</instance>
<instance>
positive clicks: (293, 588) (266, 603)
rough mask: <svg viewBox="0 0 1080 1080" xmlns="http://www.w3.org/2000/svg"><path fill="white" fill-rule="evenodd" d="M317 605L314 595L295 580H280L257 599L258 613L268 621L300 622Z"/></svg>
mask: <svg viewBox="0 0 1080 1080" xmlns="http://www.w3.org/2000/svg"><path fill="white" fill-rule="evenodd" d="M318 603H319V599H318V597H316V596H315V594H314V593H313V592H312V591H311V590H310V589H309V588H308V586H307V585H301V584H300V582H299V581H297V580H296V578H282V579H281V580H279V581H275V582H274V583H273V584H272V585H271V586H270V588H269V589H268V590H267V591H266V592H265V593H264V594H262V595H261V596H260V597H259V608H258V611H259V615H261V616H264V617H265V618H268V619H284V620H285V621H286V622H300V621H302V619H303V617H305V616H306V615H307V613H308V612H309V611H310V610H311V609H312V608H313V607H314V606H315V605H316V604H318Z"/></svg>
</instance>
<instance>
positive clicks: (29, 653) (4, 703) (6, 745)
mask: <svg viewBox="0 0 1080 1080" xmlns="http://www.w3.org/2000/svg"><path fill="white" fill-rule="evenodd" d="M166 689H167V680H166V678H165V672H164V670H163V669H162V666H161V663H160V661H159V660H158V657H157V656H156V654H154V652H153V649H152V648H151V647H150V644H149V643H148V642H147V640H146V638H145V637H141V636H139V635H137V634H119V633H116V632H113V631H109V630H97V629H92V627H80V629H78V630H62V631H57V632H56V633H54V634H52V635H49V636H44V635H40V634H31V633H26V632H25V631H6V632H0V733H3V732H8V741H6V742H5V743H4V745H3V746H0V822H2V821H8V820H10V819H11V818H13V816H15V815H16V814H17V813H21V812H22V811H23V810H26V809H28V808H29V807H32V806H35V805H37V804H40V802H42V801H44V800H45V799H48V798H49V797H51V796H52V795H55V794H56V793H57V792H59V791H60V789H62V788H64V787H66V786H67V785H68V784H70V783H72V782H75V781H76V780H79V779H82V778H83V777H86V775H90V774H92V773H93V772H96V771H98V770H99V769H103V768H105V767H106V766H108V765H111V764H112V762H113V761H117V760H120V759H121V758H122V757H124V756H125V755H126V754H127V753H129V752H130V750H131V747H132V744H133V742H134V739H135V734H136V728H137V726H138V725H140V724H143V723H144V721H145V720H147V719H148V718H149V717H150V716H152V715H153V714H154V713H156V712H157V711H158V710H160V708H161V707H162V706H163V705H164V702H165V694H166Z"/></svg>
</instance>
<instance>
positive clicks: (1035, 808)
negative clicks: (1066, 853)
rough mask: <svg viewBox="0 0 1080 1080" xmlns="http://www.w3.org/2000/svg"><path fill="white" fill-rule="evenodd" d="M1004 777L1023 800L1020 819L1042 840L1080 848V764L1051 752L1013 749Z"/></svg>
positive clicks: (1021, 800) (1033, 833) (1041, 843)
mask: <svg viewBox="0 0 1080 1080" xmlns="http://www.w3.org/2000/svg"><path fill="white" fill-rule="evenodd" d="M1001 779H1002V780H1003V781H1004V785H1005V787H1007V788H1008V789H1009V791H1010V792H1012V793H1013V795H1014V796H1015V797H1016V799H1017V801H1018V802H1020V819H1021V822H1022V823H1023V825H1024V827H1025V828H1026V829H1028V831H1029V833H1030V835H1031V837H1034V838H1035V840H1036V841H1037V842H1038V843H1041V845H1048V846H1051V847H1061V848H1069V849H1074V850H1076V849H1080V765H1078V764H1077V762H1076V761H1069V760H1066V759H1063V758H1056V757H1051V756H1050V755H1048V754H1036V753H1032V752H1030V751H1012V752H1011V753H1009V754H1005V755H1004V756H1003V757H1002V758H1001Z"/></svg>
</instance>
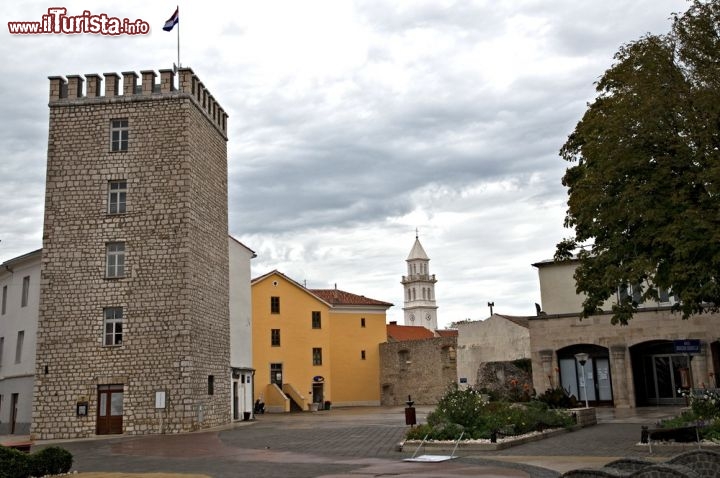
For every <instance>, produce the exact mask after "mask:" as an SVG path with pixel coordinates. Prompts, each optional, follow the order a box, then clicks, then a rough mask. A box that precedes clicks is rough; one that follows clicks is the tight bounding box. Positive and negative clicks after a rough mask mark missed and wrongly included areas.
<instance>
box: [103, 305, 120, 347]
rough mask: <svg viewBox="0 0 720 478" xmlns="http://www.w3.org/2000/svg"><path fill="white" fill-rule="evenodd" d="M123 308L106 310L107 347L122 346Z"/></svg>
mask: <svg viewBox="0 0 720 478" xmlns="http://www.w3.org/2000/svg"><path fill="white" fill-rule="evenodd" d="M122 322H123V317H122V307H109V308H107V309H105V345H122Z"/></svg>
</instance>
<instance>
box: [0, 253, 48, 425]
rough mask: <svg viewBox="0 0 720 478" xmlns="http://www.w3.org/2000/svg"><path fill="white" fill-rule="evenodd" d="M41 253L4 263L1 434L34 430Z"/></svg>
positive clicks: (3, 289)
mask: <svg viewBox="0 0 720 478" xmlns="http://www.w3.org/2000/svg"><path fill="white" fill-rule="evenodd" d="M41 252H42V251H41V250H37V251H33V252H30V253H28V254H25V255H22V256H19V257H16V258H14V259H10V260H9V261H6V262H4V263H3V264H2V265H0V290H1V291H2V296H1V297H0V435H13V434H16V435H27V434H28V433H30V423H31V422H32V394H33V382H34V377H35V344H36V338H37V323H38V310H39V303H38V302H39V298H40V258H41Z"/></svg>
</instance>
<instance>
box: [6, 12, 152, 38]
mask: <svg viewBox="0 0 720 478" xmlns="http://www.w3.org/2000/svg"><path fill="white" fill-rule="evenodd" d="M8 31H9V32H10V33H11V34H12V35H48V34H50V35H75V34H80V33H89V34H93V35H147V34H148V33H150V24H149V23H148V22H146V21H144V20H140V19H137V20H130V19H128V18H117V17H111V16H109V15H107V14H106V13H100V14H94V13H90V10H85V11H83V13H82V15H68V14H67V8H64V7H51V8H48V12H47V15H43V16H42V19H41V20H40V21H39V22H8Z"/></svg>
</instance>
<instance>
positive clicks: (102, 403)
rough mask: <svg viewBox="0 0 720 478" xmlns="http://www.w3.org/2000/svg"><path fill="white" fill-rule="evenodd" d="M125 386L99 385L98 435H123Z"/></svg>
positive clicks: (113, 385)
mask: <svg viewBox="0 0 720 478" xmlns="http://www.w3.org/2000/svg"><path fill="white" fill-rule="evenodd" d="M122 417H123V386H122V384H114V385H98V407H97V430H96V433H97V434H98V435H112V434H116V433H122V431H123V430H122Z"/></svg>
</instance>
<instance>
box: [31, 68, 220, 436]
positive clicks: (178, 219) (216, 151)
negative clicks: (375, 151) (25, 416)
mask: <svg viewBox="0 0 720 478" xmlns="http://www.w3.org/2000/svg"><path fill="white" fill-rule="evenodd" d="M160 73H161V81H160V83H159V84H156V83H155V81H154V79H155V73H154V72H152V71H143V72H141V75H142V84H141V85H137V84H136V81H137V75H136V74H135V73H134V72H126V73H123V86H122V93H123V94H122V95H119V94H118V92H119V91H120V87H119V78H120V76H119V75H116V74H114V73H106V74H105V75H104V76H105V82H106V84H105V96H101V93H102V84H101V83H102V82H101V80H100V77H99V75H85V79H86V80H87V88H86V89H85V90H83V83H84V82H83V79H82V78H81V77H79V76H68V77H67V82H66V81H65V80H64V79H62V78H59V77H52V78H50V105H49V106H50V128H49V136H48V164H47V184H46V196H45V226H44V227H45V228H44V235H43V260H42V279H41V281H42V285H41V287H42V289H41V298H40V314H39V326H38V350H37V360H36V381H35V389H34V406H33V426H32V434H33V435H34V437H35V438H39V439H53V438H72V437H84V436H91V435H93V434H95V432H96V423H97V408H98V406H97V405H98V385H111V384H113V385H114V384H121V385H122V386H123V387H122V388H123V391H124V393H123V400H122V431H123V432H124V433H128V434H143V433H159V432H166V433H175V432H181V431H187V430H192V429H196V428H200V427H206V426H213V425H217V424H219V423H224V422H226V421H227V420H229V417H230V411H229V406H230V389H229V384H228V382H229V343H228V342H229V329H228V328H229V317H228V310H227V308H228V289H227V277H228V272H227V253H228V250H227V169H226V168H227V154H226V148H225V142H226V139H227V138H226V129H225V128H226V119H227V115H225V113H224V112H223V111H222V109H221V108H220V107H219V105H217V103H216V102H215V101H214V100H213V99H212V97H210V96H208V93H207V91H206V90H205V89H204V87H203V86H202V84H201V83H200V82H199V80H197V78H196V76H195V75H194V73H193V72H192V70H189V69H184V70H181V71H180V78H179V82H178V85H179V87H178V88H175V86H174V83H175V81H174V75H173V72H172V71H170V70H161V72H160ZM84 92H85V94H83V93H84ZM203 105H204V106H203ZM114 119H127V121H128V133H129V140H128V148H127V151H117V152H113V151H111V147H110V139H111V121H112V120H114ZM116 180H126V181H127V201H126V211H125V212H124V213H122V214H109V213H108V184H109V181H116ZM111 242H122V243H124V245H125V273H124V275H123V276H122V277H119V278H108V277H107V276H106V247H107V244H108V243H111ZM107 307H122V309H123V334H122V342H121V343H120V344H115V345H106V344H105V342H104V332H105V331H104V309H105V308H107ZM208 375H213V376H214V377H215V388H214V393H213V395H209V394H208V392H209V390H208V384H207V381H208ZM157 391H164V392H165V393H166V407H165V409H161V410H158V409H156V408H155V393H156V392H157ZM77 402H87V403H88V405H89V410H88V414H87V416H77V415H76V404H77ZM201 405H202V409H201V407H200V406H201Z"/></svg>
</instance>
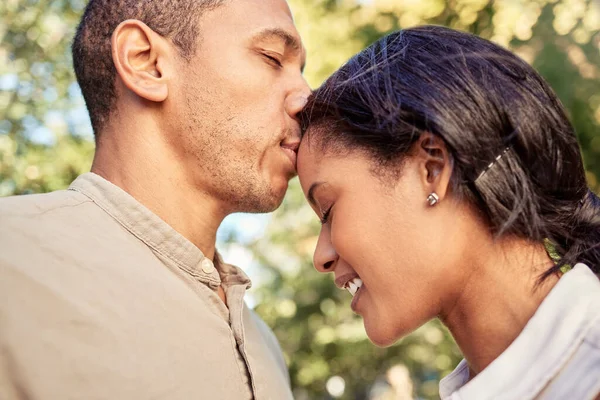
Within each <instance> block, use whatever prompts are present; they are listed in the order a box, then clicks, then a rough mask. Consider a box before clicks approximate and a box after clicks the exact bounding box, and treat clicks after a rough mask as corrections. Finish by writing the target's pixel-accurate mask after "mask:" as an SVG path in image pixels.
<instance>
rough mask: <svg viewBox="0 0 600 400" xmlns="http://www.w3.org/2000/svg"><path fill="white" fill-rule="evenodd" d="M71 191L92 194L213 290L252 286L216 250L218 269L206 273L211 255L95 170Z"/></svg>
mask: <svg viewBox="0 0 600 400" xmlns="http://www.w3.org/2000/svg"><path fill="white" fill-rule="evenodd" d="M69 190H73V191H77V192H80V193H82V194H83V195H85V196H87V197H89V198H90V199H91V200H92V201H94V203H96V204H97V205H98V206H99V207H100V208H102V209H103V210H104V211H105V212H106V213H108V214H109V215H110V216H111V217H112V218H114V219H115V220H116V221H117V222H119V223H120V224H121V225H122V226H123V227H124V228H125V229H127V230H128V231H129V232H131V233H132V234H133V235H134V236H136V237H137V238H138V239H139V240H141V241H142V242H144V243H145V244H146V245H147V246H148V247H150V248H152V249H153V250H154V251H156V252H157V253H159V254H161V255H162V256H164V257H167V258H168V259H170V260H171V261H173V262H174V263H176V264H177V265H178V266H179V267H180V268H181V269H182V270H184V271H185V272H187V273H189V274H190V275H193V276H194V277H195V278H196V279H197V280H199V281H201V282H203V283H205V284H207V285H209V286H211V287H212V288H213V289H214V288H216V287H218V286H219V285H220V284H221V282H222V281H223V282H226V283H228V284H243V285H246V288H250V286H251V282H250V279H249V278H248V276H247V275H246V274H245V273H244V272H243V271H242V270H241V269H239V268H237V267H235V266H233V265H229V264H226V263H224V262H223V260H222V258H221V256H220V255H219V254H218V253H215V258H214V260H211V261H213V263H214V266H215V268H214V269H212V271H209V272H206V271H207V269H206V268H204V269H203V268H202V261H203V260H205V259H207V257H205V256H204V254H203V253H202V251H201V250H200V249H199V248H198V247H196V246H195V245H194V244H193V243H192V242H190V241H189V240H188V239H186V238H185V237H184V236H183V235H181V234H180V233H179V232H177V231H176V230H175V229H173V228H172V227H171V226H170V225H169V224H167V223H166V222H165V221H163V220H162V219H161V218H160V217H158V216H157V215H155V214H154V213H152V212H151V211H150V210H148V209H147V208H146V207H144V206H143V205H142V204H141V203H140V202H138V201H137V200H136V199H135V198H133V197H132V196H131V195H130V194H129V193H127V192H125V191H124V190H123V189H121V188H120V187H118V186H116V185H114V184H113V183H111V182H109V181H107V180H106V179H104V178H102V177H101V176H99V175H97V174H94V173H93V172H88V173H85V174H83V175H80V176H79V177H78V178H77V179H75V181H73V183H72V184H71V185H70V186H69Z"/></svg>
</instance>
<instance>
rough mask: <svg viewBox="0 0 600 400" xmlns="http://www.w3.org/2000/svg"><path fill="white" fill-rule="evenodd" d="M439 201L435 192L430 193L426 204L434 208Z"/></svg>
mask: <svg viewBox="0 0 600 400" xmlns="http://www.w3.org/2000/svg"><path fill="white" fill-rule="evenodd" d="M439 201H440V196H438V195H437V193H436V192H432V193H431V194H430V195H429V196H427V202H428V203H429V205H430V206H431V207H433V206H435V205H436V204H437V203H438V202H439Z"/></svg>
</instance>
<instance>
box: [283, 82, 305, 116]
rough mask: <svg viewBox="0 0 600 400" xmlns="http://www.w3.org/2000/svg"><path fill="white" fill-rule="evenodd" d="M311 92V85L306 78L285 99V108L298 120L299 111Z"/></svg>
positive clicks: (289, 115) (300, 110) (299, 110)
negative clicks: (310, 88) (296, 87)
mask: <svg viewBox="0 0 600 400" xmlns="http://www.w3.org/2000/svg"><path fill="white" fill-rule="evenodd" d="M310 94H311V90H310V87H309V86H308V83H307V82H306V80H304V78H302V82H301V84H300V86H299V87H298V88H297V89H295V90H294V91H293V92H292V93H290V94H289V95H288V97H287V98H286V101H285V110H286V112H287V113H288V115H289V116H290V117H292V118H293V119H295V120H298V113H299V112H300V111H302V109H303V108H304V106H305V105H306V101H307V100H308V97H309V96H310Z"/></svg>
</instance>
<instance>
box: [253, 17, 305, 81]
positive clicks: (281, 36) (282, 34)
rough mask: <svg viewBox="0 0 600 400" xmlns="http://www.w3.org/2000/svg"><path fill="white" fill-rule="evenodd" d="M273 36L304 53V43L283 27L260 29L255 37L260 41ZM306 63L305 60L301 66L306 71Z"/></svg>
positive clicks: (301, 69) (253, 38)
mask: <svg viewBox="0 0 600 400" xmlns="http://www.w3.org/2000/svg"><path fill="white" fill-rule="evenodd" d="M272 38H279V39H280V40H283V43H284V44H285V46H286V47H289V48H290V49H292V50H294V51H297V52H302V53H303V48H302V43H300V41H299V40H298V39H297V38H296V37H295V36H293V35H292V34H291V33H289V32H288V31H286V30H285V29H282V28H267V29H264V30H262V31H260V32H259V33H257V34H256V35H255V36H254V38H253V39H254V40H256V41H258V40H267V39H272ZM305 64H306V61H305V60H303V61H302V66H301V67H300V70H301V71H302V72H304V66H305Z"/></svg>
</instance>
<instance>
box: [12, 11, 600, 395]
mask: <svg viewBox="0 0 600 400" xmlns="http://www.w3.org/2000/svg"><path fill="white" fill-rule="evenodd" d="M289 2H290V5H291V7H292V10H293V12H294V15H295V17H296V22H297V25H298V28H299V30H300V33H301V34H302V36H303V39H304V42H305V45H306V47H307V49H308V65H307V70H306V76H307V79H308V80H309V82H310V84H311V85H312V86H313V87H316V86H318V85H319V84H320V83H321V82H322V81H323V79H325V78H326V77H327V76H328V75H329V74H330V73H331V72H333V71H334V70H335V69H336V68H337V67H339V66H340V64H342V63H343V62H344V61H346V60H347V59H348V58H349V57H350V56H351V55H352V54H354V53H356V52H357V51H359V50H360V49H362V48H364V47H365V46H366V45H368V44H370V43H371V42H373V41H375V40H376V39H378V38H379V37H381V36H382V35H384V34H386V33H388V32H390V31H392V30H396V29H400V28H406V27H410V26H414V25H419V24H424V23H430V24H440V25H446V26H450V27H453V28H457V29H462V30H466V31H470V32H474V33H476V34H478V35H481V36H483V37H486V38H489V39H491V40H493V41H495V42H498V43H500V44H502V45H504V46H507V47H509V48H511V49H512V50H513V51H515V52H517V53H518V54H519V55H520V56H521V57H523V58H524V59H525V60H526V61H528V62H529V63H531V64H532V65H533V66H534V67H535V68H536V69H537V70H538V71H540V72H541V74H542V75H543V76H544V77H545V78H546V79H547V80H548V81H549V82H550V84H551V86H552V87H553V88H554V89H555V90H556V92H557V93H558V95H559V97H560V99H561V100H562V102H563V104H564V105H565V107H566V108H567V110H568V113H569V115H570V118H571V120H572V122H573V124H574V125H575V127H576V130H577V134H578V136H579V139H580V143H581V146H582V150H583V154H584V161H585V164H586V168H587V171H588V181H589V184H590V187H592V189H594V190H595V191H596V192H599V191H600V132H599V127H600V3H598V2H596V1H595V0H563V1H556V0H527V1H526V0H511V1H490V0H371V1H369V0H362V1H360V0H289ZM84 6H85V1H84V0H39V1H38V0H3V1H2V2H0V38H1V44H0V196H7V195H12V194H23V193H33V192H46V191H51V190H56V189H62V188H65V187H66V186H67V185H68V184H69V183H70V182H71V181H72V180H73V179H74V178H75V177H76V176H77V175H78V174H80V173H82V172H85V171H87V170H89V167H90V165H91V160H92V156H93V149H94V143H93V137H92V133H91V128H90V124H89V118H88V117H87V114H86V111H85V105H84V103H83V99H82V97H81V94H80V92H79V89H78V87H77V84H76V83H74V76H73V73H72V67H71V65H72V62H71V59H70V57H71V56H70V42H71V38H72V36H73V33H74V29H75V26H76V24H77V22H78V19H79V17H80V15H81V12H82V10H83V7H84ZM318 229H319V226H318V220H317V218H316V217H315V216H314V215H313V213H312V211H311V210H310V208H308V207H307V206H306V204H305V202H304V199H303V197H302V193H301V191H300V189H299V185H298V184H297V181H294V182H293V183H292V185H291V189H290V192H289V193H288V196H287V197H286V200H285V202H284V204H283V206H282V207H281V208H280V209H279V210H278V211H277V212H276V213H275V214H274V215H273V218H272V221H271V223H270V224H269V227H268V229H267V232H266V234H265V236H264V237H262V238H261V239H260V240H257V241H256V242H254V243H252V244H251V245H250V249H251V251H252V253H253V255H254V258H255V260H256V261H257V262H258V264H259V265H261V272H260V274H261V279H260V283H259V284H257V285H256V287H255V288H254V289H253V290H252V296H253V297H254V298H255V300H256V303H257V305H256V310H257V312H258V313H259V314H260V315H261V316H262V317H263V318H264V319H265V320H266V322H267V323H268V324H269V325H270V326H271V327H272V328H273V329H274V331H275V333H276V335H277V337H278V338H279V339H280V341H281V344H282V347H283V350H284V352H285V354H286V358H287V362H288V364H289V366H290V373H291V377H292V383H293V387H294V392H295V395H296V397H297V398H298V399H300V400H301V399H330V398H334V397H340V398H342V399H367V398H370V399H379V400H384V399H404V398H410V397H402V396H403V394H402V392H403V391H408V392H409V393H412V395H414V396H418V397H421V398H436V397H437V384H438V381H439V379H440V377H441V376H443V375H444V374H446V373H448V372H449V371H451V370H452V368H453V367H454V365H455V364H456V363H457V362H458V360H459V359H460V354H459V352H458V351H457V349H456V347H455V345H454V343H453V341H452V339H451V337H450V336H449V335H448V333H447V331H446V330H445V329H444V328H443V327H442V326H441V325H440V324H439V323H437V322H435V321H434V322H432V323H429V324H427V325H425V326H424V327H422V328H421V329H419V330H418V331H417V332H415V333H414V334H413V335H411V336H409V337H408V338H406V339H404V340H402V341H401V342H399V343H398V344H396V345H394V346H392V347H391V348H388V349H380V348H376V347H375V346H373V345H372V344H370V343H369V342H368V340H367V338H366V335H365V333H364V329H363V326H362V321H361V320H360V319H358V318H357V317H356V316H354V315H352V313H351V311H350V309H349V302H350V296H349V294H347V293H346V292H345V291H340V290H338V289H336V288H335V286H334V285H333V283H332V282H331V280H330V279H325V278H323V277H322V276H320V275H319V274H317V273H316V272H315V271H314V270H313V269H312V265H311V259H312V252H313V250H314V247H315V244H316V235H317V233H318ZM234 236H235V235H234ZM232 239H235V237H233V238H232ZM399 307H400V305H399ZM398 365H404V366H406V367H408V370H409V371H410V375H411V378H412V382H413V383H414V388H413V389H412V390H411V389H410V386H409V383H408V382H404V381H403V378H402V371H403V370H402V369H399V368H398ZM394 366H395V367H394Z"/></svg>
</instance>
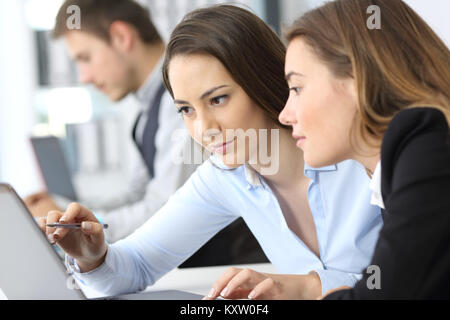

*About this exercise*. Write out the data from the start through the line that contains "605L314 595L295 580H280L257", keeping every character the same.

*Result of this exercise*.
</instance>
<instance>
positive clicks: (293, 588) (266, 603)
rough mask: <svg viewBox="0 0 1080 1080" xmlns="http://www.w3.org/2000/svg"><path fill="white" fill-rule="evenodd" d="M317 605L314 595L295 580H280L257 599L258 613L268 621L300 622Z"/></svg>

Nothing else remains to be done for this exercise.